◆ Supplied text ◆

Gender and Sexuality in War

Gender and Sexuality in War

Tuesday, April 12, 2016

Lost in Life

Conducting the interview was fairly difficult. My uncle had just been released from the hospital and I worried I would have to search for another subject, not wanting him to feel obligated to do this is he weren't 100% up to it. But, nonetheless and nothing less than the trooper he once was and still is, he promised he felt fit to endure whatever I had in store for him.

My uncle had always been a private man, his exterior is hard and his voice is chilling. He dislikes a spotlight on him and often avoids coming to contact with people in general. Which is why I was so surprised to hear a tint of excitement in his voice when I asked if he would be my interview subject.

When I asked my mom if anyone in the family (besides my uncle) had had any link to a war, and her response was to ask my uncle, I felt defeated. He's not gong to want to talk to me, that was the only thought that clouded my mind.

I walked into the small Mexican-style home, dreading the next hour as I sat in the chair that was placed in front of my uncle in his wheelchair. I prepared to receive little to no information and be out of there in at least thirty minutes, but, when he began speaking about the war - something he was so passionate about - he couldn't stop. An hour turned into two and a half, and there was no room to complain.

I had never been one to enjoy war, even war stories for that matter, but hearing from someone who served so whole heartedly made me wish I could write his story for the world to read.

He found himself in this war, which is why I am choosing to tell his story as narrative. Facing his troubles and obstacles only pushed him to find it in himself to have strength, to have enough faith in himself to make it back home, so he would be able to tell this exact story.

◆ Task requirements ◆
(1) Rewrite the blog post starting with "When I asked my" and going on through "world to read.", putting "armchair" in place of "wheelchair".
(2) What kind of home does the writer of the blog post walk into for the interview?
(3) What does the blog post say about the uncle's nature and manner in the paragraph that begins "My uncle had always been a private man"? List each point.

◆ Records provided ◆
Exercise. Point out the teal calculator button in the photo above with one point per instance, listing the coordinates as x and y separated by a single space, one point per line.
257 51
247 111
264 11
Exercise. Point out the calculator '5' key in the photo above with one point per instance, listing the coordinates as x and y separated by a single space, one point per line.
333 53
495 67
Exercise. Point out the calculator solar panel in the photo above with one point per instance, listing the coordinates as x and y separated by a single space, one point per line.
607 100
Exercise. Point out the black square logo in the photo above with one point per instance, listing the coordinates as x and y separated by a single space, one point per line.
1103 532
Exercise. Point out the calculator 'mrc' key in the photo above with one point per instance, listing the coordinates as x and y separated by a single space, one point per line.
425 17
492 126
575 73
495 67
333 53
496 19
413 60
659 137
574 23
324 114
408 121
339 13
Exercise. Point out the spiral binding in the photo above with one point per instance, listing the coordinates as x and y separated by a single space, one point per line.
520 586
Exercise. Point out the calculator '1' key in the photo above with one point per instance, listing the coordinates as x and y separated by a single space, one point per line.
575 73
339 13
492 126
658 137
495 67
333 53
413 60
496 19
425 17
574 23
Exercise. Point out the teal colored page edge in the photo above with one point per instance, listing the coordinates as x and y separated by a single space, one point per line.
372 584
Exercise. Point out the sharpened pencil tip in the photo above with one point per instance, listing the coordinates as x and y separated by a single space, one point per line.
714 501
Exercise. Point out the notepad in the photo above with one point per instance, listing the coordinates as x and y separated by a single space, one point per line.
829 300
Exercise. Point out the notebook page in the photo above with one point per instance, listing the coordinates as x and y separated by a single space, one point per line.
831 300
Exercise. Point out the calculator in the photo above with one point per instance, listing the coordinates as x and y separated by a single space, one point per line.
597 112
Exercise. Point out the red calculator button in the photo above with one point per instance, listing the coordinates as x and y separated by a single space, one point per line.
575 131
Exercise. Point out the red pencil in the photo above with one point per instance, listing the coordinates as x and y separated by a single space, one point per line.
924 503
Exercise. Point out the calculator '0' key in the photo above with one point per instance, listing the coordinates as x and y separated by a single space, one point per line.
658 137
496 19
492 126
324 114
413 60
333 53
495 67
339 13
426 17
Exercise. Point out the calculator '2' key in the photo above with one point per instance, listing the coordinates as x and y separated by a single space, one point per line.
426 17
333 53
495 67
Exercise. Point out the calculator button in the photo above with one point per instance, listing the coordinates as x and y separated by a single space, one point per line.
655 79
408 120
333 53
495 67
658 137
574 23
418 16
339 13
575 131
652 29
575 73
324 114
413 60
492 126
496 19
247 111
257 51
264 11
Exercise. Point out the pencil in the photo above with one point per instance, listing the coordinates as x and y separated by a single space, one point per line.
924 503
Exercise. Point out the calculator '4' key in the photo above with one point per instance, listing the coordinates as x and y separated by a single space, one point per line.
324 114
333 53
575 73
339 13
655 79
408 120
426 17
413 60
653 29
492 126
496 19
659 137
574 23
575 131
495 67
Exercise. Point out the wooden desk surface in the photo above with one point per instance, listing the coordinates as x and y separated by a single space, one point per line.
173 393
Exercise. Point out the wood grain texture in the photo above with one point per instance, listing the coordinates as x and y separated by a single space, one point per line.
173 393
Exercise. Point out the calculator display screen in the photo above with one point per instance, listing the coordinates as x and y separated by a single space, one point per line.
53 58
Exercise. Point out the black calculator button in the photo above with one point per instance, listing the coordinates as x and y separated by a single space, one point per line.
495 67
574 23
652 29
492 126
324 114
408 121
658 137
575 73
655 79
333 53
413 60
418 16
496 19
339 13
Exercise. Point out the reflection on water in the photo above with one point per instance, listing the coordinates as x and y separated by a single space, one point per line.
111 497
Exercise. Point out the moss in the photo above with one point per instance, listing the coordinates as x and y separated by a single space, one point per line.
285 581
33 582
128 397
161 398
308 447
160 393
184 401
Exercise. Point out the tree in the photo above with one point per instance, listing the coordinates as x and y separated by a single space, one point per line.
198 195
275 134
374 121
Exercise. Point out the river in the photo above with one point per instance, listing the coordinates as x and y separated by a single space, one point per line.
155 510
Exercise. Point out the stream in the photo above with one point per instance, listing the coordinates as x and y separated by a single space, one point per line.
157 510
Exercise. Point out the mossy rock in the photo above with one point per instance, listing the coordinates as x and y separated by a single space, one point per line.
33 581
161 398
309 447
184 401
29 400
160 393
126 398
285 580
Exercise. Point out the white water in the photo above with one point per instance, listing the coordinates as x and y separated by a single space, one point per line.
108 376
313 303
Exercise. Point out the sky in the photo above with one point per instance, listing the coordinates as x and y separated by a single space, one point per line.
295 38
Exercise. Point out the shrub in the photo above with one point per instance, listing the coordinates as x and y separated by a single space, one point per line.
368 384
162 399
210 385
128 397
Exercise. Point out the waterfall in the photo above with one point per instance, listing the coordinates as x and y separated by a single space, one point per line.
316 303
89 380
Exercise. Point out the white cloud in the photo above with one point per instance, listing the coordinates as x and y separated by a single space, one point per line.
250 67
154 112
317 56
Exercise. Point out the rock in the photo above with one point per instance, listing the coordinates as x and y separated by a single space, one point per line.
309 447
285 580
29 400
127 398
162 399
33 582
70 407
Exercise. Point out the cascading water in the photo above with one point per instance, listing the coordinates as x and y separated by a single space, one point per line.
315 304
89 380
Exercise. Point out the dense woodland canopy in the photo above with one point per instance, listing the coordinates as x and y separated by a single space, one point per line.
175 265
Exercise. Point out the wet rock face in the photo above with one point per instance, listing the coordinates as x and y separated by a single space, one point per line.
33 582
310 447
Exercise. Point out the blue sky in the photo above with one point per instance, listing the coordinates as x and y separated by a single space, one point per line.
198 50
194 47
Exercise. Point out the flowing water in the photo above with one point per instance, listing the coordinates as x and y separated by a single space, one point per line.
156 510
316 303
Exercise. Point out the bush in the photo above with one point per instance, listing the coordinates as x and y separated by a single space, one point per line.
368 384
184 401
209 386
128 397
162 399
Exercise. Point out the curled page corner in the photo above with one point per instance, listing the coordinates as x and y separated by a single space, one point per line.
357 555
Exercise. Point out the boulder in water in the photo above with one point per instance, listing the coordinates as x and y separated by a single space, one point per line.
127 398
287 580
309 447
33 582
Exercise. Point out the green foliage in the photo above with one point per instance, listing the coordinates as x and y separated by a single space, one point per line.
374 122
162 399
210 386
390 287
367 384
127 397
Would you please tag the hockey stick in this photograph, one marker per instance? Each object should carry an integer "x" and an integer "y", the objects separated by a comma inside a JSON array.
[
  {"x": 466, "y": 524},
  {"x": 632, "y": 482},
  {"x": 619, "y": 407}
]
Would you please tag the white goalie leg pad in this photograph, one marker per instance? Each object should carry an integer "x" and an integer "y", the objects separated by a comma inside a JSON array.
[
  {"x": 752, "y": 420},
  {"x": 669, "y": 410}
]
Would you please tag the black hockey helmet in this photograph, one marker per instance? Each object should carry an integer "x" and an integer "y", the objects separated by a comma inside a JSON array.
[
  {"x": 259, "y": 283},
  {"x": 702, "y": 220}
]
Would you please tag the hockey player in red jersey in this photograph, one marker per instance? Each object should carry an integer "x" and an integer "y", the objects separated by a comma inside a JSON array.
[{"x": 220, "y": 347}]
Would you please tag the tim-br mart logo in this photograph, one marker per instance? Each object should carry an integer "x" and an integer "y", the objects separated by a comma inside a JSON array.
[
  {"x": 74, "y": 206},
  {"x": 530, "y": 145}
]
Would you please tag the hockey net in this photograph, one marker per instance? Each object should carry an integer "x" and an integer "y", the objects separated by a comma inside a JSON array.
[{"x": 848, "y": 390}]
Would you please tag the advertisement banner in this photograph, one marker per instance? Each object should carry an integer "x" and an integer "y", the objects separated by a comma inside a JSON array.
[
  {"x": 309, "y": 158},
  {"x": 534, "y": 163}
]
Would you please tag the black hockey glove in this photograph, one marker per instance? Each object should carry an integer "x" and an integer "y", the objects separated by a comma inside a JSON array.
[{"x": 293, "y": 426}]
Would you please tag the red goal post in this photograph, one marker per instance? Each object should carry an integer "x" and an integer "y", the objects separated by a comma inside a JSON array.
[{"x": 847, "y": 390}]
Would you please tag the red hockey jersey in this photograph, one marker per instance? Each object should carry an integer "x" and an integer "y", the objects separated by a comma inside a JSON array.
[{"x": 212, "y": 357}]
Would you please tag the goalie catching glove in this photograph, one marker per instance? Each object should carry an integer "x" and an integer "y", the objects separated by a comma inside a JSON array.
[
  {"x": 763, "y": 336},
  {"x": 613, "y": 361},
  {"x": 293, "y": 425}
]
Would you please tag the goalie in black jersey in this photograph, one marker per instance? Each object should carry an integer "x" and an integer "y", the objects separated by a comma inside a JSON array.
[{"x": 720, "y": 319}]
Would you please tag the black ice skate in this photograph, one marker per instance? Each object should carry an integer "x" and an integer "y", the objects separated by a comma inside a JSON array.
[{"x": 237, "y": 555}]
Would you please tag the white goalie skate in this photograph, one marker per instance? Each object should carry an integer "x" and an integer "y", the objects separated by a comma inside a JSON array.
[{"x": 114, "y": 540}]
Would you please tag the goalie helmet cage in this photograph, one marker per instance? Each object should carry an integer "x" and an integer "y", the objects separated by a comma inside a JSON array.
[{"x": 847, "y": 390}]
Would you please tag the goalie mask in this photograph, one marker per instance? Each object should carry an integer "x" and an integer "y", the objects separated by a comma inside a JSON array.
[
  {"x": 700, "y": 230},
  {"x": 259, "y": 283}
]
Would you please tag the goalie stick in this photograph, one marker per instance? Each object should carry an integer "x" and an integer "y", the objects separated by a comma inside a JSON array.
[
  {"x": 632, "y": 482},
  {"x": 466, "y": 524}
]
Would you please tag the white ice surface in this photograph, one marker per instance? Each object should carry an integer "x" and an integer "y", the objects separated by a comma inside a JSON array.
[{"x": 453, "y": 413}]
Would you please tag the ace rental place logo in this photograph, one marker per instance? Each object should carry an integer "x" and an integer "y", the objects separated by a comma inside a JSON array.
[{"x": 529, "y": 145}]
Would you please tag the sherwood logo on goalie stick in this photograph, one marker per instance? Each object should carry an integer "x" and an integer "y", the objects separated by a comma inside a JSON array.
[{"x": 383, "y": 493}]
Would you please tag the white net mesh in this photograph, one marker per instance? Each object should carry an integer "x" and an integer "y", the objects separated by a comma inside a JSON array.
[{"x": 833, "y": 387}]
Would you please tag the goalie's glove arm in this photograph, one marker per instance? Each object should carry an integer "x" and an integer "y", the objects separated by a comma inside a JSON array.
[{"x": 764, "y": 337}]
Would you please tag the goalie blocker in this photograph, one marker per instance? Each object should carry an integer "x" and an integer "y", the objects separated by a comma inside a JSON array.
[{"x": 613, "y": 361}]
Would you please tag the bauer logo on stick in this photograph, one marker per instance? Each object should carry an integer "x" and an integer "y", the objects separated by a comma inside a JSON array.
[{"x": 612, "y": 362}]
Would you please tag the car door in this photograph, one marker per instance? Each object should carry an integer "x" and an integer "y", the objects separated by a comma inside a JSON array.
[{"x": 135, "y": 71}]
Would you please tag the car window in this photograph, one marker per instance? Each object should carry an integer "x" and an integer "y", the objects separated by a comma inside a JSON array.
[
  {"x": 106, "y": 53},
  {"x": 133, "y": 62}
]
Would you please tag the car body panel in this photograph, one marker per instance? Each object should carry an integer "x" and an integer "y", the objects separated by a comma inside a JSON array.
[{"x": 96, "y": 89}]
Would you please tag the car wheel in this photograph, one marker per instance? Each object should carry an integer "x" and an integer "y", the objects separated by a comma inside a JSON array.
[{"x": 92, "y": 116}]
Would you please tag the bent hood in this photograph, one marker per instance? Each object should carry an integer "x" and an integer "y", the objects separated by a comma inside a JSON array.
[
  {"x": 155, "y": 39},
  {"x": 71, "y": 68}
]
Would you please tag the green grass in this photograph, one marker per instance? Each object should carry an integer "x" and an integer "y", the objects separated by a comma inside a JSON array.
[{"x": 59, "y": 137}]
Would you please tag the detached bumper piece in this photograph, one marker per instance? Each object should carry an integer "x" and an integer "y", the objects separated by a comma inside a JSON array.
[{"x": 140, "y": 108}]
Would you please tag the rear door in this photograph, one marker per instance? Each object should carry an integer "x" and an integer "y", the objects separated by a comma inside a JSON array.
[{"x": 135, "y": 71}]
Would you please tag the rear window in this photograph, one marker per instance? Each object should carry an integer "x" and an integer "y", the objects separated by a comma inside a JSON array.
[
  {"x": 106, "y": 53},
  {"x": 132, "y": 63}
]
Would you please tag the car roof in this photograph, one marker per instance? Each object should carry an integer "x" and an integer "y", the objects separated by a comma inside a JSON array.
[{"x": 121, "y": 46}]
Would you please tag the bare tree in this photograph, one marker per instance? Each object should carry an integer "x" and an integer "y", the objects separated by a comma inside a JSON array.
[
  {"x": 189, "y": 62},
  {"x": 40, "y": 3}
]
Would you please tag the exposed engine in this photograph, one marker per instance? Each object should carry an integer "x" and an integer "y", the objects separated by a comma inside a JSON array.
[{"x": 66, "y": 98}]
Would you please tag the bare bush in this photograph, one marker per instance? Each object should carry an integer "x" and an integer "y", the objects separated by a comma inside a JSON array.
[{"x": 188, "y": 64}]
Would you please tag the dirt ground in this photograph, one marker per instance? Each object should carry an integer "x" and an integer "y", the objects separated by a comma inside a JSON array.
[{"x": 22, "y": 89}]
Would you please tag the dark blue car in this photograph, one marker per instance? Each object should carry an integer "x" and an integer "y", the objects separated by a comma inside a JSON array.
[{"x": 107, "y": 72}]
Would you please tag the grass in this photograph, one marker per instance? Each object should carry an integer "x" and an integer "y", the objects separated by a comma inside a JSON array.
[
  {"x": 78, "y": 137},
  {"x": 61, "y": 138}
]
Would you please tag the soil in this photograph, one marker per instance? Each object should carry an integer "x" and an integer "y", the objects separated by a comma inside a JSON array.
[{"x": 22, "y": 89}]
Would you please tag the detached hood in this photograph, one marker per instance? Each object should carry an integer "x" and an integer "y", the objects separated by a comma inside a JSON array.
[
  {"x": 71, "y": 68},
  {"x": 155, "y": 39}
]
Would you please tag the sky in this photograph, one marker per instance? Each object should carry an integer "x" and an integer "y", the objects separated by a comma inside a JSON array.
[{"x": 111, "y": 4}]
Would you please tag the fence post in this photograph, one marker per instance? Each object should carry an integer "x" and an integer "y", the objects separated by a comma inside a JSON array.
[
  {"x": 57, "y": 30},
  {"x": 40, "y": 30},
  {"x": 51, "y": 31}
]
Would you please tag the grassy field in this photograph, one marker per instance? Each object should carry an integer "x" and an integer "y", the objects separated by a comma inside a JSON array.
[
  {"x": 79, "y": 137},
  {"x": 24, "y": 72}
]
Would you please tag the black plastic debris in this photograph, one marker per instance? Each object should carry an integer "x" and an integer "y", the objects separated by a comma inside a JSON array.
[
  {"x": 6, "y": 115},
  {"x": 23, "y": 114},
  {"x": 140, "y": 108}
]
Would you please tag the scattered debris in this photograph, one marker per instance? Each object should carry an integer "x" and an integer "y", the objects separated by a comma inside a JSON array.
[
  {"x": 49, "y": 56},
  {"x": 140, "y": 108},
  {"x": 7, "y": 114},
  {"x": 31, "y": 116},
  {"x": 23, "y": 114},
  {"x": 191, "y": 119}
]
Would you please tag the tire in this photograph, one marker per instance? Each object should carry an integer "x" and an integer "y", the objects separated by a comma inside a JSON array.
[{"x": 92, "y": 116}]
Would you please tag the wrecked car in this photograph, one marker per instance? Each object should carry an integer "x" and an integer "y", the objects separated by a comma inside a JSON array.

◆ Solution list ◆
(1)
When I asked my mom if anyone in the family (besides my uncle) had had any link to a war, and her response was to ask my uncle, I felt defeated. He's not gong to want to talk to me, that was the only thought that clouded my mind.

I walked into the small Mexican-style home, dreading the next hour as I sat in the chair that was placed in front of my uncle in his armchair. I prepared to receive little to no information and be out of there in at least thirty minutes, but, when he began speaking about the war - something he was so passionate about - he couldn't stop. An hour turned into two and a half, and there was no room to complain.

I had never been one to enjoy war, even war stories for that matter, but hearing from someone who served so whole heartedly made me wish I could write his story for the world to read.

(2) A small Mexican-style home.

(3)
- He had always been a private man.
- His exterior is hard.
- His voice is chilling.
- He dislikes a spotlight on him.
- He often avoids coming into contact with people in general.